MATERIAL FOR THIS TASK:

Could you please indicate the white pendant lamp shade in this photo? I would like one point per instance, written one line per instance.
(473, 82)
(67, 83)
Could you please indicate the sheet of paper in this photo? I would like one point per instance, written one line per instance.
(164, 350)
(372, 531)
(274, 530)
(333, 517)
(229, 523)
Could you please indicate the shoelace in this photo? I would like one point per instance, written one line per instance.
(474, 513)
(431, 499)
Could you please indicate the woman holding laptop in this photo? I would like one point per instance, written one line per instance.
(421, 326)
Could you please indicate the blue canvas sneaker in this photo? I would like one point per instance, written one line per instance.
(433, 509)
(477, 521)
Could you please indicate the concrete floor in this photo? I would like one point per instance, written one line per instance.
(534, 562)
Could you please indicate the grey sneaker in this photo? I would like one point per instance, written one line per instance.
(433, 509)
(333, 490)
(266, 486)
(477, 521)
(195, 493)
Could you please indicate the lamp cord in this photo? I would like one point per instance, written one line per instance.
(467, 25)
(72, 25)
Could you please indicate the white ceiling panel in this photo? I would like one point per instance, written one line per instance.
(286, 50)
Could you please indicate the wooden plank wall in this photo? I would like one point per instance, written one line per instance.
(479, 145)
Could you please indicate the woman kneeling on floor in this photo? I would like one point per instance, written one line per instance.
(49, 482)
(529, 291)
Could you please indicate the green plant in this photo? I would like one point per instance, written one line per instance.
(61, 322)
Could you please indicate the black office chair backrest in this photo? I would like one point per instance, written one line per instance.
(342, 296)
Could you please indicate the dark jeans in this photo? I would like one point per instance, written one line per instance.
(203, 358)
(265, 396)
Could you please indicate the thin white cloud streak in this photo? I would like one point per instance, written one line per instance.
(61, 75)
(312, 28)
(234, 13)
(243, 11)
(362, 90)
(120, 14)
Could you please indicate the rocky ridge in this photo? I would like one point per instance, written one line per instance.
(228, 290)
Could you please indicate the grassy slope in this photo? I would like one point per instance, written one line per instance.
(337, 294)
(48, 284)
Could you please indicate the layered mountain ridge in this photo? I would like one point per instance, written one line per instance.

REQUIRED TASK:
Please lay out the rows above as a Markdown table with two columns, Row and Text: number each non-blank line in Row and put the line itself in Text, skipping blank lines.

THE OUTPUT:
| Row | Text |
|---|---|
| 1 | Could you please indicate the white pendant lamp shade in this photo? I would like one point per instance, written one line per instance. |
| 2 | (473, 82) |
| 3 | (67, 83) |
| 4 | Could you please indicate the sheet of paper in this photo? I would like one point per instance, written one line per instance. |
| 5 | (164, 350) |
| 6 | (372, 531) |
| 7 | (274, 530) |
| 8 | (333, 517) |
| 9 | (229, 523) |
| 10 | Could you please indicate the shoelace in this photo? I would like one point per instance, written one line per instance. |
| 11 | (474, 513) |
| 12 | (431, 499) |
| 13 | Could you please indicate the woman holding laptop in this photo? I would like one point per instance, written one line per instance. |
| 14 | (421, 326) |
| 15 | Could you please indicate the blue canvas sneaker in this photo? I would like one point per instance, written one line per instance. |
| 16 | (433, 509) |
| 17 | (477, 521) |
| 18 | Could you please indicate the concrete floor in this photo? I would like one point per instance, written one line per instance. |
| 19 | (534, 562) |
| 20 | Could you please indicate the grey sneaker in this photo? I would like one point per instance, written one line per instance. |
| 21 | (433, 509) |
| 22 | (333, 490) |
| 23 | (266, 486) |
| 24 | (477, 521) |
| 25 | (195, 493) |
| 26 | Could you please indicate the lamp cord in this photo? I would like one point per instance, written one line per instance. |
| 27 | (467, 25) |
| 28 | (72, 25) |
| 29 | Could you please indicate the white ceiling panel in this photo? I would like one point per instance, written one line per instance. |
| 30 | (286, 50) |
| 31 | Could you please indicate the wooden plank wall in this photo? I would like one point per instance, written one line per instance. |
| 32 | (479, 145) |
| 33 | Could you please indicate the woman kneeling on floor in this photo? I would like one point per instance, written one line per instance. |
| 34 | (49, 482) |
| 35 | (529, 291) |
| 36 | Could you please indicate the green plant in this photo? I would like one point per instance, written one line per instance. |
| 37 | (61, 322) |
| 38 | Could you please indicate the black office chair backrest in this photo? I would like one point per instance, written one line per instance. |
| 39 | (342, 296) |
| 40 | Could you please indicate the dark jeans in this photo? I would like one point per instance, written one line per instance. |
| 41 | (203, 358) |
| 42 | (265, 396) |
| 43 | Could you please indicate the thin white cloud streak in this photo? I would like one point per instance, written one line per instance. |
| 44 | (61, 75) |
| 45 | (312, 28) |
| 46 | (234, 13) |
| 47 | (243, 11) |
| 48 | (362, 90) |
| 49 | (120, 14) |
| 50 | Could you please indicate the rocky ridge in this photo? I would like one point per instance, written one line per instance. |
| 51 | (228, 290) |
| 52 | Could you please indicate the grassy slope in this photo? I would like one point per instance, written one line per instance. |
| 53 | (337, 294) |
| 54 | (48, 284) |
| 55 | Could you please indicate the layered mountain ridge in this photo? I would like one point per instance, written one line per instance. |